◆ **What you are asked to do**:
From the line that holds "Where can you spot the green" to the last line of the data, copy everything exactly; leave out all the rest.

◆ **Data excerpts**:
=-=-=

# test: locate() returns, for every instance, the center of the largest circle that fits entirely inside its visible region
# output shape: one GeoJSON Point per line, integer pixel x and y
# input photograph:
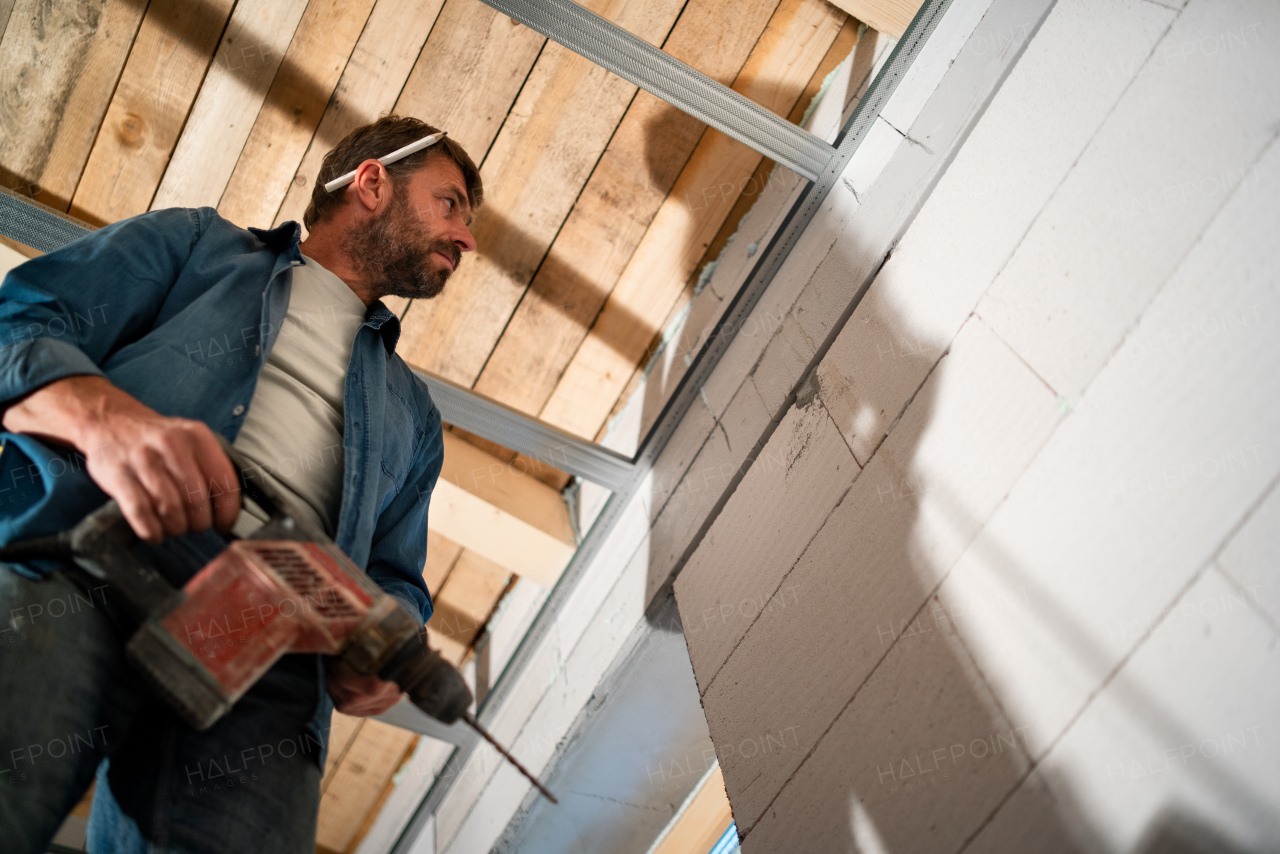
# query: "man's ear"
{"type": "Point", "coordinates": [371, 185]}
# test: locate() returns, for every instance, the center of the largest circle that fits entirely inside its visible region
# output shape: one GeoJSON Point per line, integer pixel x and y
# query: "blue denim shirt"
{"type": "Point", "coordinates": [179, 307]}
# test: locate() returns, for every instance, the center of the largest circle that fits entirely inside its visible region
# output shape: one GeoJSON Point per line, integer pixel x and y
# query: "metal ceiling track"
{"type": "Point", "coordinates": [704, 362]}
{"type": "Point", "coordinates": [636, 60]}
{"type": "Point", "coordinates": [46, 229]}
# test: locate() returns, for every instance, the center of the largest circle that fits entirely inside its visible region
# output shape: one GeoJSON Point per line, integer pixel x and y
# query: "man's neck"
{"type": "Point", "coordinates": [324, 247]}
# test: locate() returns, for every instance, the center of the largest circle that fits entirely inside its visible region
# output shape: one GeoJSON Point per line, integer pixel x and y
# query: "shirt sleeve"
{"type": "Point", "coordinates": [398, 549]}
{"type": "Point", "coordinates": [62, 314]}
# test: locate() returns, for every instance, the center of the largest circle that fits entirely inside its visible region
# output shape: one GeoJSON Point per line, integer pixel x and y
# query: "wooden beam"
{"type": "Point", "coordinates": [229, 100]}
{"type": "Point", "coordinates": [295, 104]}
{"type": "Point", "coordinates": [150, 105]}
{"type": "Point", "coordinates": [343, 730]}
{"type": "Point", "coordinates": [442, 553]}
{"type": "Point", "coordinates": [781, 65]}
{"type": "Point", "coordinates": [635, 174]}
{"type": "Point", "coordinates": [59, 63]}
{"type": "Point", "coordinates": [703, 822]}
{"type": "Point", "coordinates": [465, 604]}
{"type": "Point", "coordinates": [562, 120]}
{"type": "Point", "coordinates": [375, 73]}
{"type": "Point", "coordinates": [501, 514]}
{"type": "Point", "coordinates": [888, 17]}
{"type": "Point", "coordinates": [357, 782]}
{"type": "Point", "coordinates": [544, 471]}
{"type": "Point", "coordinates": [470, 73]}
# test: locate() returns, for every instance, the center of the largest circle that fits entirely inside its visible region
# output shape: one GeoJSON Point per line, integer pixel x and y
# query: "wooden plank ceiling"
{"type": "Point", "coordinates": [603, 204]}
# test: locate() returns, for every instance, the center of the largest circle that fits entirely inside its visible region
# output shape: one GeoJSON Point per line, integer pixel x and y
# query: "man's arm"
{"type": "Point", "coordinates": [62, 315]}
{"type": "Point", "coordinates": [394, 563]}
{"type": "Point", "coordinates": [158, 469]}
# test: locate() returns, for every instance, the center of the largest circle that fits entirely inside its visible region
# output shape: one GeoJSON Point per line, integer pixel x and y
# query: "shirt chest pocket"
{"type": "Point", "coordinates": [401, 442]}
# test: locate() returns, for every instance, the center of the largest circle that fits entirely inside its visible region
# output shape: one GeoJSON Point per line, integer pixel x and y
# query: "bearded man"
{"type": "Point", "coordinates": [123, 356]}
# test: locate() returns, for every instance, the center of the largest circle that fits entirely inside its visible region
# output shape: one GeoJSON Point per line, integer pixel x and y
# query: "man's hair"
{"type": "Point", "coordinates": [378, 140]}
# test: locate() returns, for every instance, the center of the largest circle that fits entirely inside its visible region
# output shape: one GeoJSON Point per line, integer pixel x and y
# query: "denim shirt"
{"type": "Point", "coordinates": [179, 307]}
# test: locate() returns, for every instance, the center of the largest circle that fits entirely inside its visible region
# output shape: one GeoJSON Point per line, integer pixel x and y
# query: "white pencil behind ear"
{"type": "Point", "coordinates": [400, 154]}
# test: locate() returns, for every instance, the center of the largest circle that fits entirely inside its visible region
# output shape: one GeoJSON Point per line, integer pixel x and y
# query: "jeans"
{"type": "Point", "coordinates": [71, 707]}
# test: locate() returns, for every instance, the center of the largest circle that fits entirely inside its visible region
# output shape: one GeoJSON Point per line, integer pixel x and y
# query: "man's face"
{"type": "Point", "coordinates": [415, 243]}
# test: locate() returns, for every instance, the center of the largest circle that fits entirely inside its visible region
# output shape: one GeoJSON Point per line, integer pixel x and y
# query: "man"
{"type": "Point", "coordinates": [123, 356]}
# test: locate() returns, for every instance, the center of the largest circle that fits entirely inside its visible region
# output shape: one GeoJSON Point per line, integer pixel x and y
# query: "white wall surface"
{"type": "Point", "coordinates": [1005, 576]}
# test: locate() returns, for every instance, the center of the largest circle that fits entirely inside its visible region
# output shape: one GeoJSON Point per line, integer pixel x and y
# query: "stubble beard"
{"type": "Point", "coordinates": [393, 254]}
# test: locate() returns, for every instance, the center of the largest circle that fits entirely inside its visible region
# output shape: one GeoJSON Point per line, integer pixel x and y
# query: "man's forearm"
{"type": "Point", "coordinates": [67, 410]}
{"type": "Point", "coordinates": [158, 469]}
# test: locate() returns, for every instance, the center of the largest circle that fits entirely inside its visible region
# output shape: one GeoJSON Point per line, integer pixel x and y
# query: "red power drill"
{"type": "Point", "coordinates": [288, 588]}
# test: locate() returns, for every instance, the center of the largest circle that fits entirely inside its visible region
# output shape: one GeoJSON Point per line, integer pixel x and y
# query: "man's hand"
{"type": "Point", "coordinates": [168, 475]}
{"type": "Point", "coordinates": [355, 694]}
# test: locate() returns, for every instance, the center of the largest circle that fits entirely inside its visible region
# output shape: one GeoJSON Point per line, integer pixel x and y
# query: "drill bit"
{"type": "Point", "coordinates": [475, 725]}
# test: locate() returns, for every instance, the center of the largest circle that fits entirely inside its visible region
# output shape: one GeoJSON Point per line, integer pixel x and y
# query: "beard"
{"type": "Point", "coordinates": [393, 254]}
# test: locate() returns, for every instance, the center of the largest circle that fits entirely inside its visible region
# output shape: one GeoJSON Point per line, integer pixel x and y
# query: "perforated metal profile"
{"type": "Point", "coordinates": [636, 60]}
{"type": "Point", "coordinates": [36, 225]}
{"type": "Point", "coordinates": [46, 229]}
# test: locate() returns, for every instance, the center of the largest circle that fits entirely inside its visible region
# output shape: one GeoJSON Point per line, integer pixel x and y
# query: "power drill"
{"type": "Point", "coordinates": [288, 587]}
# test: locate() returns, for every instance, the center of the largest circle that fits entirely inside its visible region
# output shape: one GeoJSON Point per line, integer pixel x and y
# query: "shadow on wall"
{"type": "Point", "coordinates": [846, 711]}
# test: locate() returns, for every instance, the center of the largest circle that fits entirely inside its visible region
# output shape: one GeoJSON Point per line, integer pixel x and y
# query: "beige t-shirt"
{"type": "Point", "coordinates": [292, 433]}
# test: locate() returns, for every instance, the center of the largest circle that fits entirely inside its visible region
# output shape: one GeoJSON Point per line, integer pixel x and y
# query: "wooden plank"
{"type": "Point", "coordinates": [359, 780]}
{"type": "Point", "coordinates": [442, 553]}
{"type": "Point", "coordinates": [885, 16]}
{"type": "Point", "coordinates": [506, 488]}
{"type": "Point", "coordinates": [229, 100]}
{"type": "Point", "coordinates": [845, 42]}
{"type": "Point", "coordinates": [470, 73]}
{"type": "Point", "coordinates": [150, 105]}
{"type": "Point", "coordinates": [536, 469]}
{"type": "Point", "coordinates": [371, 81]}
{"type": "Point", "coordinates": [465, 604]}
{"type": "Point", "coordinates": [511, 519]}
{"type": "Point", "coordinates": [343, 730]}
{"type": "Point", "coordinates": [562, 120]}
{"type": "Point", "coordinates": [14, 247]}
{"type": "Point", "coordinates": [608, 222]}
{"type": "Point", "coordinates": [703, 822]}
{"type": "Point", "coordinates": [777, 72]}
{"type": "Point", "coordinates": [58, 67]}
{"type": "Point", "coordinates": [5, 9]}
{"type": "Point", "coordinates": [295, 105]}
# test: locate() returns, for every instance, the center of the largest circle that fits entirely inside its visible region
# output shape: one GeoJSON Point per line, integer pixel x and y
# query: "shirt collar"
{"type": "Point", "coordinates": [387, 324]}
{"type": "Point", "coordinates": [287, 236]}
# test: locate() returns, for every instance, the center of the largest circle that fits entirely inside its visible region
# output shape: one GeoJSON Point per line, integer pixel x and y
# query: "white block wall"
{"type": "Point", "coordinates": [1005, 576]}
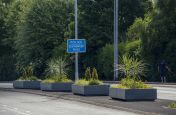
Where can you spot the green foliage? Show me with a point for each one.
(42, 31)
(172, 105)
(106, 56)
(91, 78)
(88, 75)
(56, 67)
(28, 74)
(82, 82)
(105, 61)
(95, 82)
(96, 26)
(94, 74)
(31, 78)
(128, 83)
(57, 71)
(55, 79)
(132, 68)
(159, 38)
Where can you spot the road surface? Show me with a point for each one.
(168, 93)
(15, 103)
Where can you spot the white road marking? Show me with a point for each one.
(9, 108)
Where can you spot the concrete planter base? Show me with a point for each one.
(26, 84)
(66, 87)
(91, 90)
(133, 94)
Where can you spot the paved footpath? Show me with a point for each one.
(140, 107)
(15, 103)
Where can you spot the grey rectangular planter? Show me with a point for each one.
(91, 90)
(61, 86)
(133, 94)
(26, 84)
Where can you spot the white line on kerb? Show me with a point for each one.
(15, 110)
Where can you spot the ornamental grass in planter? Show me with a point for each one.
(90, 85)
(132, 88)
(57, 79)
(28, 80)
(172, 105)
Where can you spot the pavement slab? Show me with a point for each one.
(158, 107)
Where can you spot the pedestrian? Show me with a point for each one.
(162, 69)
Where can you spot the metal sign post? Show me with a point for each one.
(76, 37)
(115, 40)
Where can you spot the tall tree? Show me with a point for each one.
(159, 38)
(96, 23)
(43, 29)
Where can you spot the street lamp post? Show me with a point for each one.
(115, 40)
(76, 37)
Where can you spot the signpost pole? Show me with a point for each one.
(115, 40)
(76, 37)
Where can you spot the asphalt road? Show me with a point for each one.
(164, 92)
(15, 103)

=-=-=

◆ **Full output**:
Where can you spot the green foliage? Show me with a point for each one.
(42, 31)
(172, 105)
(106, 56)
(91, 78)
(88, 75)
(56, 67)
(28, 74)
(82, 82)
(105, 61)
(95, 82)
(96, 26)
(94, 74)
(31, 78)
(128, 83)
(57, 71)
(55, 79)
(132, 68)
(159, 38)
Where can you spot the road surface? Show me with a point for each one.
(168, 93)
(15, 103)
Where can you spot the white road marking? Show me with a point for each one.
(9, 108)
Where can you spot the concrete planter base? Show me with a point for each one.
(26, 84)
(66, 87)
(91, 90)
(133, 94)
Where can you spot the paved footpath? Show me with a point for each one.
(140, 107)
(15, 103)
Where can you spot the grey rectangular planter? Show me with a point for each one.
(91, 90)
(61, 86)
(133, 94)
(26, 84)
Where can you spot the white line on kerb? Show me with a point for each one.
(15, 110)
Where can you spot the ornamental grass in planter? Show me with a point for each one.
(90, 85)
(132, 88)
(57, 79)
(28, 80)
(172, 105)
Where can you spot the pavement slab? Show me with a point for each one.
(158, 107)
Where can you spot the pedestrian? Show me with a point for each one.
(162, 69)
Where can you spot the metal sign post? Show me with a point for each one.
(76, 37)
(115, 40)
Where can you spot the tall tree? Show me with a point for each one.
(159, 38)
(96, 23)
(43, 29)
Where can you spot the street lamp post? Show me with a point for each one.
(115, 40)
(76, 37)
Where can you spot the signpost pole? Show me with a point for each one.
(115, 40)
(76, 37)
Where can you spot the asphalt road? Show me with a point for each one.
(164, 92)
(15, 103)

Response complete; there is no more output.